→ Problem: Can you reproduce, word for word, the part of the items that opens with the line containing "Reviewer note: verify one keypoint per instance of the boat" and runs through the end of the items, including both that line and the last one?
--- BEGIN Given data ---
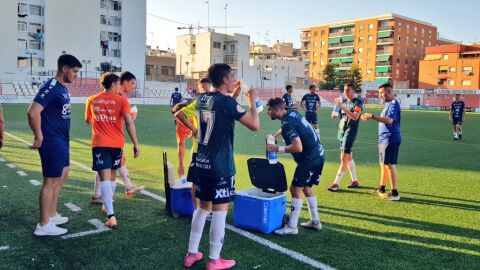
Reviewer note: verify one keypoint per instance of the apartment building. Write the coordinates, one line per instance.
(387, 48)
(36, 32)
(451, 67)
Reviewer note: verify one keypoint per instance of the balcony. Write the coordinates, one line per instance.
(385, 28)
(384, 63)
(339, 45)
(339, 34)
(383, 74)
(384, 52)
(337, 55)
(384, 40)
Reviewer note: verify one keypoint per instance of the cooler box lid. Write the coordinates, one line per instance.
(268, 177)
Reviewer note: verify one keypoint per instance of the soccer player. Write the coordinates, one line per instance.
(288, 99)
(307, 151)
(310, 104)
(106, 111)
(185, 115)
(350, 111)
(127, 84)
(216, 114)
(457, 116)
(390, 137)
(2, 126)
(175, 98)
(49, 119)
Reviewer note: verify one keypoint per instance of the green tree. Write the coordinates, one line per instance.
(330, 77)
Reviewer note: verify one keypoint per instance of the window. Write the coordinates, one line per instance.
(466, 82)
(22, 9)
(35, 45)
(22, 44)
(36, 10)
(22, 26)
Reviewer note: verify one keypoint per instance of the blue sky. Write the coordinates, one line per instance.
(270, 20)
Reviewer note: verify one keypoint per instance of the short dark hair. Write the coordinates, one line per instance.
(204, 80)
(110, 79)
(127, 76)
(386, 86)
(350, 85)
(68, 60)
(178, 107)
(276, 103)
(217, 72)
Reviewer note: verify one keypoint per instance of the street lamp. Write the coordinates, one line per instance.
(86, 62)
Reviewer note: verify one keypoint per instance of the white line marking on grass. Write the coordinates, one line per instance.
(101, 227)
(73, 207)
(95, 222)
(35, 182)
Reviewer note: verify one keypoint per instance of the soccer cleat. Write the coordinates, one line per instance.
(333, 187)
(192, 259)
(220, 264)
(96, 200)
(49, 229)
(377, 192)
(287, 230)
(111, 222)
(312, 225)
(390, 197)
(353, 184)
(58, 220)
(132, 190)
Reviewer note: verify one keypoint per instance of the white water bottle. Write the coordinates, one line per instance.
(271, 155)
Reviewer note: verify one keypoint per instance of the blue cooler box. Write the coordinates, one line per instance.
(181, 200)
(262, 208)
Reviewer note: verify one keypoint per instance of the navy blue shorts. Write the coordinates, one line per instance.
(311, 117)
(54, 155)
(307, 175)
(388, 152)
(192, 175)
(456, 121)
(217, 190)
(105, 158)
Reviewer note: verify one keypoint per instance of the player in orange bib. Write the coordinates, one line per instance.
(106, 111)
(127, 84)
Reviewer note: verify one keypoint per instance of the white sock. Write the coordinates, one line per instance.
(113, 184)
(339, 176)
(217, 233)
(125, 177)
(313, 208)
(97, 190)
(295, 212)
(107, 196)
(353, 170)
(198, 222)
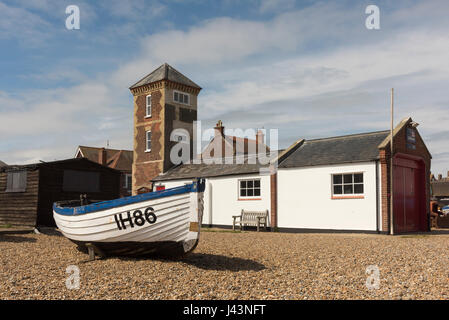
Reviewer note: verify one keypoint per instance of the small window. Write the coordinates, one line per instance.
(249, 188)
(16, 181)
(348, 184)
(148, 145)
(128, 181)
(148, 107)
(181, 97)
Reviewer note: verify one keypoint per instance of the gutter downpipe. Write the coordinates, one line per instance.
(377, 196)
(391, 166)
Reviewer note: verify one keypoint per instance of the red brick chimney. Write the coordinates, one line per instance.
(102, 156)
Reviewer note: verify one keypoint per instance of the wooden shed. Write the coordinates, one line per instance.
(27, 192)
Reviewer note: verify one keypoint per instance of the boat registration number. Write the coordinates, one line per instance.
(137, 218)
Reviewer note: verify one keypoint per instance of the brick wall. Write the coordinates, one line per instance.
--- END Given data ---
→ Full response:
Reviewer note: verify one keypoint per instance of the boat registration number. Write the coordinates, one line per instance.
(137, 218)
Reviewer note: verify one keypoint per instance of the brick wall. Write the coordinates, one line per instance.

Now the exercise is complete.